(Ausgangstext):
Die österreichische Regierung zählt in der Ukrainekrise zur zweiten Kategorie. Schleicher gehören zur Gattung der Kriegstreiber, sie wollen aber keinesfalls zu dieser gezählt werden. Das Gehampel, das Wien derzeit um die Verschärfung der EU-Sanktionen-, seine ständigen Minister-Kaffeekränzchen und seine “Friedensinitiativen” auführt, ist ein gutes Beispiel für feige Kriegsschleicherei. Mutig wäre es z.B., ein überwachtes Referendum in der Ostukraine in die Diskussion zu werfen..
Heute, Freitag, ist die zweite Runde der EU-Sanktionen gegen russische Energiefirmen in Kraft getreten, die hauptsächlich darauf abzielen wird, Rosneft & Co. den Kredithahn abzudrehen (und sie damit in die Pleite zu treiben). Details dazu sind noch nicht bekannt.
Wie erinnerlich, haben die EU-Regierungschefs die Sanktionen vergangene Woche beschlossen, ihr Inkrafttreten aber aufgeschoben, um zu “beobachten” wie sich ein zwischen Poroschenko und den Neurussen ausgehandelter Waffenstillstand entwickelt. Moskau hat diese Vereinbarung mitunterzeichnet – im Gegensatz zu EU und USA.
Putin hat den Rebellen diesen Waffenstillstand auf’s Aug’ gedrückt – in einer militärischen Situation, in der eine Feuerpause für diese von Nachteil war (Mariupol). Die Neurussen, die genau wissen, wo der Bartl den Most (die Waffen) holt, haben mit zugehaltener Nase und maulend unterschrieben, aber klargemacht, dass sie dem Waffenstillstand kein langes Leben geben.
Putin wollte damit eine Eskalation durch die NATO (Gipfel in Wales) und die EU (neue Sanktionen) verhindern und hat ein Abkommen mit dem ukrainischen Präsidenten Poroschenko geschlossen, das man nicht wirklich beurteilen kann, solange die geheimen Teile des Deals nicht bekannt sind. Bis es soweit ist, werden wohl noch ein paar Jahrzehnte und ein größerer Krieg durchs Land ziehen.
Der Putin-Poroschenko-Deal
Die Einschätzung, dass Putin mit dem Waffenstillstand taktisch agiert hat, ist vollkommen richtig. Er wollte die EU von weiteren Sanktionen abhalten und das ist wohl mehr als legitim. Aber er hat nicht nur taktisch agiert und der Deal hat ihn auch etwas gekostet. Er hat etliche Bauernopfer bringen müssen – militärisch, politisch, imagemäßig. Die Sache kostete ihn in Neurussland und Russland selbst einiges an politischem Kapital – wie viel kann nur ein Kenner der russischen Innenpolitik abschätzen. Es ist aber unschwer zu erkennen, dass die Allrussen Putin derzeit die Hölle heiß machen. Ziemlich heiß.

(Aufgeführte Einträge):
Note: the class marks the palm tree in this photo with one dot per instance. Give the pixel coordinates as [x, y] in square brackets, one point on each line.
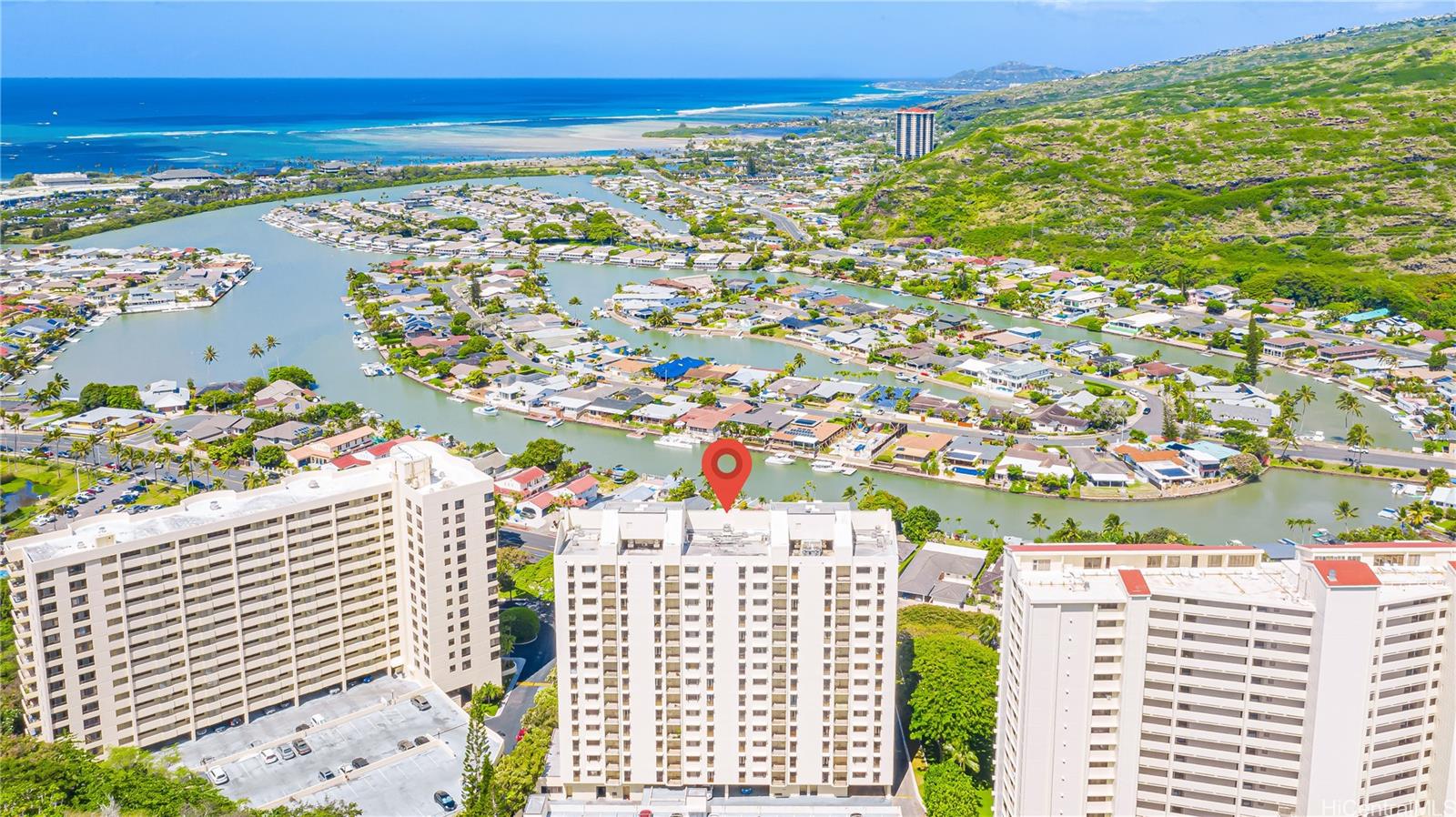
[79, 449]
[1359, 439]
[14, 419]
[1414, 516]
[1113, 528]
[963, 758]
[1038, 521]
[1299, 523]
[1349, 404]
[866, 484]
[1305, 395]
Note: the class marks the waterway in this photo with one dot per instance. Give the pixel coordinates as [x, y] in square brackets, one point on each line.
[295, 296]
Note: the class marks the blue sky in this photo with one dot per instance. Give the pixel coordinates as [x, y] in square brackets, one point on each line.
[637, 40]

(Die Aufgabe):
Gib aus dem Text über die Ukrainekrise alles von „Wie erinnerlich, haben“ bis hinunter zu „EU und USA.“ unverändert aus. Die Einträge stehen in keinem Zusammenhang mit dem Text über die Ukrainekrise.

(Lösung der Aufgabe):
Wie erinnerlich, haben die EU-Regierungschefs die Sanktionen vergangene Woche beschlossen, ihr Inkrafttreten aber aufgeschoben, um zu “beobachten” wie sich ein zwischen Poroschenko und den Neurussen ausgehandelter Waffenstillstand entwickelt. Moskau hat diese Vereinbarung mitunterzeichnet – im Gegensatz zu EU und USA.